GIVEN INSTRUCTION 1:
According to the album article, on what date was August Greene self-released?
GIVEN INSTRUCTION 2:
Count the lines of the records that contain the string "woman", treating uppercase and lowercase as different. Give only the number.

## Start TEXT PROVIDED

August Greene is a collaborative studio album by American rapper Common and record producers Robert Glasper and Karriem Riggins, recording as a supergroup of the same name, self-released on March 9, 2018. Recording sessions took place at Electric Lady Studios, Red Bull Studios and Brooklyn Recording in New York, and at Henson Recording Studios and NRG Studios in Los Angeles. It features contributions from Samora Pinderhughes, Brandy, Bilal, Estelle, Jeremiah Abiah and James Hall Worship & Praise Choir on vocals, Burniss Travis on bass, Patrick Warren on keyboards and strings, Elena Pinderhughes on flute and Roy Hargrove on trumpet.

Critical reception

August Greene was met with generally favorable reviews from music critics. At Metacritic, which assigns a normalized rating out of 100 to reviews from mainstream publications, the album received an average score of 72, based on five reviews.

Exclaim! reviewer praised tha album writing, "optimistic but never mawkish, August Greene distinguishes itself from other socially conscious albums with its practical approach. It's motivational music that, for once, makes change feel less elusive". Peter A. Berry of XXL described it as "a project filled with rich, jazzy vibes and all the tight lyricism we've come to expect from one of Chicago's very best". AllMusic's Andy Kellman wrote: "the set's predominantly reflective mood and nuanced composites of jazz, soul, and hip-hop make it sound like an extension of Glasper's Black Radio Recovered, Everything's Beautiful, and reinterpretation of Kendrick Lamar's "I'm Dying of Thirst" as much as the trio's meetings on Black America Again". Phillip Mlynar of Pitchfork wrote: "just as the album looks like it's about to settle and prosper in this zone, in comes "Piano Interlude", and the tone of August Greene shifts messily". In a mixed review, Josh Hurst of Slant stated, "the album is admirable and at times rewarding for its sense of experimentation, but only for those willing to meet it on its own terms".

## End TEXT PROVIDED
## Start MATERIAL

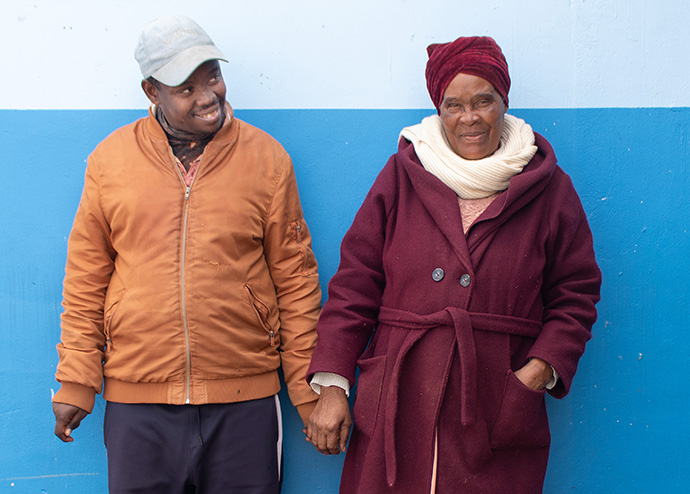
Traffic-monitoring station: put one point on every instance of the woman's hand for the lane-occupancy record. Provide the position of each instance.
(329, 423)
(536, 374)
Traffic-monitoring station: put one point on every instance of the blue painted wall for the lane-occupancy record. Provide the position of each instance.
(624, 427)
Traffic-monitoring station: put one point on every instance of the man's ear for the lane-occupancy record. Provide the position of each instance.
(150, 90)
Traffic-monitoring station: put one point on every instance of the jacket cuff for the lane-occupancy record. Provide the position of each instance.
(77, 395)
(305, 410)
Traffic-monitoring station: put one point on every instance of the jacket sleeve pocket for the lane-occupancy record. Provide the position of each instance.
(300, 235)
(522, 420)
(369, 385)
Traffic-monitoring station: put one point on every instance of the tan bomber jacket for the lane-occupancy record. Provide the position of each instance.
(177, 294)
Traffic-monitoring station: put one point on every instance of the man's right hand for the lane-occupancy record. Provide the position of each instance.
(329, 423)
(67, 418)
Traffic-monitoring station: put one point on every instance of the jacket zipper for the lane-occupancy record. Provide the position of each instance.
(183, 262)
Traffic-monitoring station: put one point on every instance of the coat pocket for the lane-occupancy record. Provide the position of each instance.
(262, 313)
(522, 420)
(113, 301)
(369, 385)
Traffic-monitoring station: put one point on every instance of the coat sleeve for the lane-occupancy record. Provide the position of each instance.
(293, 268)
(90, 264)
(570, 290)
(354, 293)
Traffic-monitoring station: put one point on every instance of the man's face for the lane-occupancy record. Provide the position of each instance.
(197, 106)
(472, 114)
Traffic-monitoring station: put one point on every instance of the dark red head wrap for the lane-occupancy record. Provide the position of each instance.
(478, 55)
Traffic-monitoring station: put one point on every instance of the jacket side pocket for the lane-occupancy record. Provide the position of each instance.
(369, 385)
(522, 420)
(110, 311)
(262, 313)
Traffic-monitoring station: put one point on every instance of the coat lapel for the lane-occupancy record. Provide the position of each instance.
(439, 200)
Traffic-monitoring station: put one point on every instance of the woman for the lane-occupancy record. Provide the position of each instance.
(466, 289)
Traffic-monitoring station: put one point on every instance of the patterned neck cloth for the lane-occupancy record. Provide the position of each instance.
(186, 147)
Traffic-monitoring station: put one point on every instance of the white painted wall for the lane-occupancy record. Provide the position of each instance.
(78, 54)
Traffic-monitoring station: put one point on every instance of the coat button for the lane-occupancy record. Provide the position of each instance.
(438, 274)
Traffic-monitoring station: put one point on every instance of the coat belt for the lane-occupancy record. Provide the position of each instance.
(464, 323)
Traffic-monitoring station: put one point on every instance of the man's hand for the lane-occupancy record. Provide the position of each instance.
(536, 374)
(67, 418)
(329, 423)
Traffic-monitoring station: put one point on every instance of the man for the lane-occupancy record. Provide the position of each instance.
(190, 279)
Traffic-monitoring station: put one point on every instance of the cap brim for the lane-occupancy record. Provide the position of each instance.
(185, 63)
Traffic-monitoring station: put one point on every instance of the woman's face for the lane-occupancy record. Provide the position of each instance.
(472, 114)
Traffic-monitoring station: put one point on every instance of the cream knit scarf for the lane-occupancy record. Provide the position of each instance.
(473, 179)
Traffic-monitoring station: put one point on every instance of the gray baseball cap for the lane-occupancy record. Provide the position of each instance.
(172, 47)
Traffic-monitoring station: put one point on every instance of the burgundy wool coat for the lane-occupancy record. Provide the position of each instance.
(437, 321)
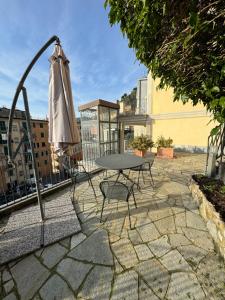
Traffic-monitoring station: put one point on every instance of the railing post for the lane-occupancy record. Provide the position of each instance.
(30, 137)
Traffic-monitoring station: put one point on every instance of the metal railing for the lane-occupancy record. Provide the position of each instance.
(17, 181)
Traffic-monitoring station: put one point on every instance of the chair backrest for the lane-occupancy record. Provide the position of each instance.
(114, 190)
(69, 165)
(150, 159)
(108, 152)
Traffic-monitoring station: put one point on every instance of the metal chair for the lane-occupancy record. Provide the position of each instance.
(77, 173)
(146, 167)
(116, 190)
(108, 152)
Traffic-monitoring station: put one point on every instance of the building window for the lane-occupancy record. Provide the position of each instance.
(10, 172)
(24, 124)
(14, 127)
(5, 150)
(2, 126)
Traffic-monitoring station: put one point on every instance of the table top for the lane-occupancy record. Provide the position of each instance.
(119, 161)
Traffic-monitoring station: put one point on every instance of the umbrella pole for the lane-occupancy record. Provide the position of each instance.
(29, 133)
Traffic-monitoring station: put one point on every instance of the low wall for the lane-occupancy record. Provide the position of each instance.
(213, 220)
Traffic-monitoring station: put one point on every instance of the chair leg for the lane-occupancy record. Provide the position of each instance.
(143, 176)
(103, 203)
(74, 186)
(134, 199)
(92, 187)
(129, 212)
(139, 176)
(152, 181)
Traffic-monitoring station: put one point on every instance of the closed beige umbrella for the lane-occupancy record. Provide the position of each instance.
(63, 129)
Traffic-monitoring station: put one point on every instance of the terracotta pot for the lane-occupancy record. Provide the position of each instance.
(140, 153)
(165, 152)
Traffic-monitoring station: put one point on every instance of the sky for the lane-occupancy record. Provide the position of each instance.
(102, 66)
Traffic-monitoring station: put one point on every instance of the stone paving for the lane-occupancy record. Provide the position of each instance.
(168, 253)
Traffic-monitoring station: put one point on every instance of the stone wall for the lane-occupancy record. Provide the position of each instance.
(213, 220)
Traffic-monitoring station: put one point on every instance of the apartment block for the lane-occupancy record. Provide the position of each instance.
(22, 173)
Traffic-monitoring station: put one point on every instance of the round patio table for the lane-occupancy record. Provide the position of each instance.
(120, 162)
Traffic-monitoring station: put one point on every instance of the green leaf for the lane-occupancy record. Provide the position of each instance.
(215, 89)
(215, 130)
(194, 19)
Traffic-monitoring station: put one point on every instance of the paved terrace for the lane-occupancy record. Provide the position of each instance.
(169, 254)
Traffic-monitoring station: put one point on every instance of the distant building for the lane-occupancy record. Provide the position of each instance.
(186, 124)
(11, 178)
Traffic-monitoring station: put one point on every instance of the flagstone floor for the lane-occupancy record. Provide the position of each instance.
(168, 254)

## End MATERIAL
## Start MATERIAL

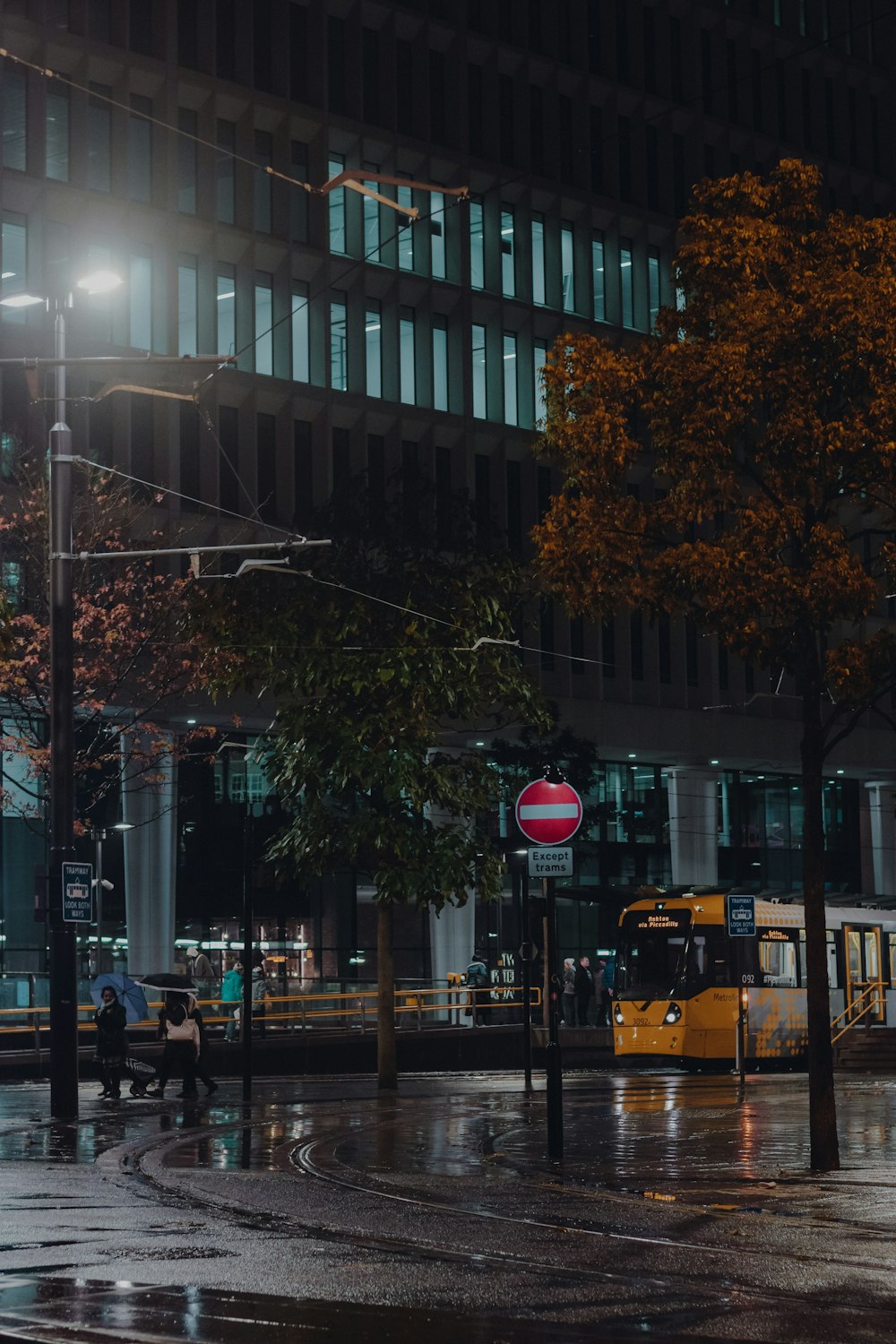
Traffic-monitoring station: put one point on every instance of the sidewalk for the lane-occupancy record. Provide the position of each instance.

## End MATERIAL

WORKED SOLUTION 1:
March 9, 2018.

WORKED SOLUTION 2:
3